All mural images courtesy of Frank Campagna.

Rarely has any single artist, other than an architect, influenced an entire North Texas neighborhood the way Frank Campagna [cam-PAG-nah] has. He’s even been called the godfather of Deep Ellum. For this latest Artist Spotlight, we caught up with Campagna getting out his ladder and his spray cans.

A month ago, Frank Campagna busted open his forehead. He was ten-feet up a ladder painting a mural in a restaurant in Coppell. The floor was slick, his ladder slid and the 60-year-old artist came down — hard.

Campagna has long looked like a grizzled old boxer. Now, with the big new scar on his face, his look is complete.

“Woooh,” he says of the fall. “Just learning to play it a little safer now with my ladder.”

Yep, Campagna’s getting right back up, painting another mural, this one on the side of Cane Rosso. Because of graffiti artists the past two decades, the paint industry has developed all sorts of new colors and high-control spray tips. But Campagna is old school: He learned air-brushing technique in college in the ’70s, so he does all his effects by hand and by eye. He takes a handful of standard Rustoleum cans up the ladder with him, and when he needs a different color, he does a one-hand catch when his 26-year-old daughter Amber — an artist in her own right — tosses the can up to him.


Back on top. Campagna painting the side of Cane Rosso, Photo: Jerome Weeks

This is what Campagna does, and this is Deep Ellum, where he belongs. He’s been painting wall murals here since 1989. Artist Richard Ross says, “I believe that an artist is a voice, and Deep Ellum has become his stage. That’s Frank’s voice all around the neighborhood. That’s what you hear and that’s what you see when you come in. It sets the vibe.”

You’ve probably seen Campagna’s work without knowing it. The ten years that the Gypsy Tea Room was open, he painted somewhere around a thousand murals on its walls advertising upcoming acts like Patti Smith, Sonic Youth and Snoop Dogg. Those jungle murals on the Cafe Brazil on Elm Street? Those are his. Or that iconic image along Good-Latimer welcoming you to Deep Ellum, Texas? The one with a giant black -and-white TV showing a T-Rex attacking a robot? That’s his, too.

And that’s Campagna’s characteristic mix of sci-fi movies, humor, album-cover art and ‘60s psychedelia — “things that I like, yeah. And things that would make people scratch their heads and go, ‘Wow. I can’t believe they did that. That’s not right.”

Or as daughter Amber puts it: “My dad gets to paint what he likes and get paid — how many artists can say the same? And what he’s painting now is Godzilla and Big Tex in flames. How cool is that?”

Campagna was an early adopter of Deep Ellum as an art and music scene. In 1982, he turned his art studio loft – called Studio D – into one of the area’s first unlicensed hardcore punk clubs. He’d already been designing flyers and posters for other venues. Now, to pay the rent and help out his friends, he booked their bands – and the bands he liked, like Husker Du and the Dead Kennedys.

- **RECORDS PROVIDED**:
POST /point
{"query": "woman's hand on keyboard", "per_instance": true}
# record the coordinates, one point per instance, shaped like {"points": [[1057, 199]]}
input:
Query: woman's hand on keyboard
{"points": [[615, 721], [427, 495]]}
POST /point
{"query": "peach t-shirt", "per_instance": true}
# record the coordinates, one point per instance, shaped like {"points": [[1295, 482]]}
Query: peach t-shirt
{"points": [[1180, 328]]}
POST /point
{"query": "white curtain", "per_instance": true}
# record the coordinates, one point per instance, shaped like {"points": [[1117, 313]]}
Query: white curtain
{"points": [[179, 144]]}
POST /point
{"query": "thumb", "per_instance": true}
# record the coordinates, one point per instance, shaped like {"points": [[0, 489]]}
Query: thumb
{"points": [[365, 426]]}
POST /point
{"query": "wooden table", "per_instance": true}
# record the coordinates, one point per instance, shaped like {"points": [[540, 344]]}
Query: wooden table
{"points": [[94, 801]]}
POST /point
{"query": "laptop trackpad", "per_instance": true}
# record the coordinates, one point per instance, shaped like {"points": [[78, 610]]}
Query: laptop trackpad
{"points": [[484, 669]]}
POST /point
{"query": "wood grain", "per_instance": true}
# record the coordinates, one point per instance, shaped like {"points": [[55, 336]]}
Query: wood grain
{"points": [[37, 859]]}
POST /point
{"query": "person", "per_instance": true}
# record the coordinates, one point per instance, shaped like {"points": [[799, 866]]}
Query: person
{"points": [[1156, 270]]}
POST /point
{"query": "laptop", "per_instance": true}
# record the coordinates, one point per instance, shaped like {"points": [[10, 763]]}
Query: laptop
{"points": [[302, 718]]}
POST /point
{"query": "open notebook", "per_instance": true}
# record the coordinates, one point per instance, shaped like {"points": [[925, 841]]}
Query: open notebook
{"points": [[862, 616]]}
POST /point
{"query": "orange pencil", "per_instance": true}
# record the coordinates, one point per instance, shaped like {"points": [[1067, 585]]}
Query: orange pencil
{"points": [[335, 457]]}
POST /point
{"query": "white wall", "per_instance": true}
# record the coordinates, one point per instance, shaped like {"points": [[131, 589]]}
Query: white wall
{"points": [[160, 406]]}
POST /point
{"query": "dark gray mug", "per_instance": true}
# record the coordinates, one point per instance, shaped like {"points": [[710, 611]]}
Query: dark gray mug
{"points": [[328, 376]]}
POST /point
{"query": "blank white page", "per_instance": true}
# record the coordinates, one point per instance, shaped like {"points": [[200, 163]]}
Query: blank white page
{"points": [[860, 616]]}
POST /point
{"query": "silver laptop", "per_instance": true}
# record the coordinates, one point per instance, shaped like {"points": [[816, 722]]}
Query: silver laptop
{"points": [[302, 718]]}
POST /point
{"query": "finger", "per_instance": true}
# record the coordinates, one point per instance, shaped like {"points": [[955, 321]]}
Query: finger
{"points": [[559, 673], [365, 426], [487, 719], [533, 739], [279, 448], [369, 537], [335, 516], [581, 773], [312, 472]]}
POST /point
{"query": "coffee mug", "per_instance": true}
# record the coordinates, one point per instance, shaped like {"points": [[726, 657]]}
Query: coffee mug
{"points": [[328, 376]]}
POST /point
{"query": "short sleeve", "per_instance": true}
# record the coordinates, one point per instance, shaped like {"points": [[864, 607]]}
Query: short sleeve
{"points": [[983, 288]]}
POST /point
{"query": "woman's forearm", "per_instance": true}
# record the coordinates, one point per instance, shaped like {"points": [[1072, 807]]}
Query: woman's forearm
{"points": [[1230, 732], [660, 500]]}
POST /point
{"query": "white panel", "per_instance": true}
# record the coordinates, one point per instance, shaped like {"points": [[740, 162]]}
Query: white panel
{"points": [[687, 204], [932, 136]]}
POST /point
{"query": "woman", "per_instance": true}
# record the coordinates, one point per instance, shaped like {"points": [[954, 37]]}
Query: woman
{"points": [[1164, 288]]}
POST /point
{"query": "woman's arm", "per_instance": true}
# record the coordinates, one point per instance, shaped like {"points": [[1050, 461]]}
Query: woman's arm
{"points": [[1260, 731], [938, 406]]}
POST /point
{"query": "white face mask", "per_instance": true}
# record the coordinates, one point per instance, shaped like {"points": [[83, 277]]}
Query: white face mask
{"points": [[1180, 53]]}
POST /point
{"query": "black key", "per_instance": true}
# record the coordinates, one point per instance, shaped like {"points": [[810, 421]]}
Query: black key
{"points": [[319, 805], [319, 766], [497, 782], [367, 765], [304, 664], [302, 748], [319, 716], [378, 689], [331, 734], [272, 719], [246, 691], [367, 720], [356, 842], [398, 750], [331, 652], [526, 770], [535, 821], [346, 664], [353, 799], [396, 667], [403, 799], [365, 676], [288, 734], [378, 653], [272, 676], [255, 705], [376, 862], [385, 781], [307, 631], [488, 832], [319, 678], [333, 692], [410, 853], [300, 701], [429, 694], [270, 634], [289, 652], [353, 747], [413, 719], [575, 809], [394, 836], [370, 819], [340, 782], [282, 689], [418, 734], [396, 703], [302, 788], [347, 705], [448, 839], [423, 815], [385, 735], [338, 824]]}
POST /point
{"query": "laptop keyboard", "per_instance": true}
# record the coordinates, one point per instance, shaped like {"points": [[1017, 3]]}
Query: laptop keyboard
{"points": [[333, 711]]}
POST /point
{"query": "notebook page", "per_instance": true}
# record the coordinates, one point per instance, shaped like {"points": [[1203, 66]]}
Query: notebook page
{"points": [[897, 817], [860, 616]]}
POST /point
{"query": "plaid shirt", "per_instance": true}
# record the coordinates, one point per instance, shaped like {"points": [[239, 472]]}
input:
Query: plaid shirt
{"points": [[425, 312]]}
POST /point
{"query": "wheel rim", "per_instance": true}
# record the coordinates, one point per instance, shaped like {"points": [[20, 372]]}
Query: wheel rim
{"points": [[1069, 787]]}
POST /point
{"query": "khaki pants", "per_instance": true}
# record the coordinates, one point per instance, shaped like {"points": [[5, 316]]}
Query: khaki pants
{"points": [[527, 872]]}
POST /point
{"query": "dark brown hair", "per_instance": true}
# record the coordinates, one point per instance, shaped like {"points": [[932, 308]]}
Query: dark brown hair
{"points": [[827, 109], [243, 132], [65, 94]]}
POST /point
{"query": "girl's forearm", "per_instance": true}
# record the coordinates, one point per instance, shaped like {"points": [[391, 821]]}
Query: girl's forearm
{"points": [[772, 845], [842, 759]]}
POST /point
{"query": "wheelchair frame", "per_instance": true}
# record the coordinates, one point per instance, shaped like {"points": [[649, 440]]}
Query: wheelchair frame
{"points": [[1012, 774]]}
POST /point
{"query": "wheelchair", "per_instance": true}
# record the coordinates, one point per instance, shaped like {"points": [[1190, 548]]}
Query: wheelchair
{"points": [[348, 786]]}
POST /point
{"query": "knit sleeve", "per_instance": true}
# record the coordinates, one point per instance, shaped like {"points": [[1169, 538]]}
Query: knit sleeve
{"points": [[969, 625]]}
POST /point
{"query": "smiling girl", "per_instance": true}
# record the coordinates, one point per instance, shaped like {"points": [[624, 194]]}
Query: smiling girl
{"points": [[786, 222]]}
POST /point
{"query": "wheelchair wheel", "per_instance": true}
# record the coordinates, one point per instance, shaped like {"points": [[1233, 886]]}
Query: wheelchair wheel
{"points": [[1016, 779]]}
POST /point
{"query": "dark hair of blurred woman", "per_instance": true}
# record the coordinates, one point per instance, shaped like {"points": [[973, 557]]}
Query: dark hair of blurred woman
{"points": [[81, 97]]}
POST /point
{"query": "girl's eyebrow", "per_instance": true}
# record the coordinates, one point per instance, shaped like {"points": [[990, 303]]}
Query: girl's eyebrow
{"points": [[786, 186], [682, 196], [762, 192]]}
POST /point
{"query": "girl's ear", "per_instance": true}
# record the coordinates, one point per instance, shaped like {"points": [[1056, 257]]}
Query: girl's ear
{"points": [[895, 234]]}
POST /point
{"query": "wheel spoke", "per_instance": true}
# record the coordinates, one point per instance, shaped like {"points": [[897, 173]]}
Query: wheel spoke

- **LIST OF TASKS**:
(a) Return each line of the listing that contains the string "black", matching case exactly.
(b) Write the next part of the article about muralist Frank Campagna, starting right after its final sentence.
The article and the listing have nothing to do with each other.

- **EXERCISE RESULTS**:
(a)
{"query": "black key", "per_instance": true}
Query: black key

(b)
But two things happened. One, the club wasn’t working financially. “I realized that in order to make it, I’d have to book bands I didn’t like,” he says. “I turned down the Miami Sound Machine for 700 dollars. But I’m sure Gloria Estafan went on to do marvelous things with her career,” he says with a laugh.

And then the second thing: In 1986, Campagna’s girlfriend gave birth to their son Frankie. Campagna decided he needed to get a regular job – it’d be the last he’s ever held. But it did have a profound influence on him.

In a way, he says, having Frankie “kinda saved my life, made me re-think what I was doing. I’ll be honest with you. I used to enjoy taking drugs. But he kinda saved my life because I was living in a punk rock nightclub. I was surrounded by homeless and mentally ill people and drug addicts.

“I got out right at the right time, y’know?”

No surprise: Campagna’s regular job waiting tables and tending bar at the Signature Athletic Club restaurant didn’t last. He learned what he’d learned back at East Texas State University. He dropped out because he found he could already make money with his art. He started buying plain t-shirts for a buck, stenciling on rockstar names and faces and selling the t-shirts at concerts for five bucks. It all became a part of his do-it-yourself approach to running a club or hustling paintings.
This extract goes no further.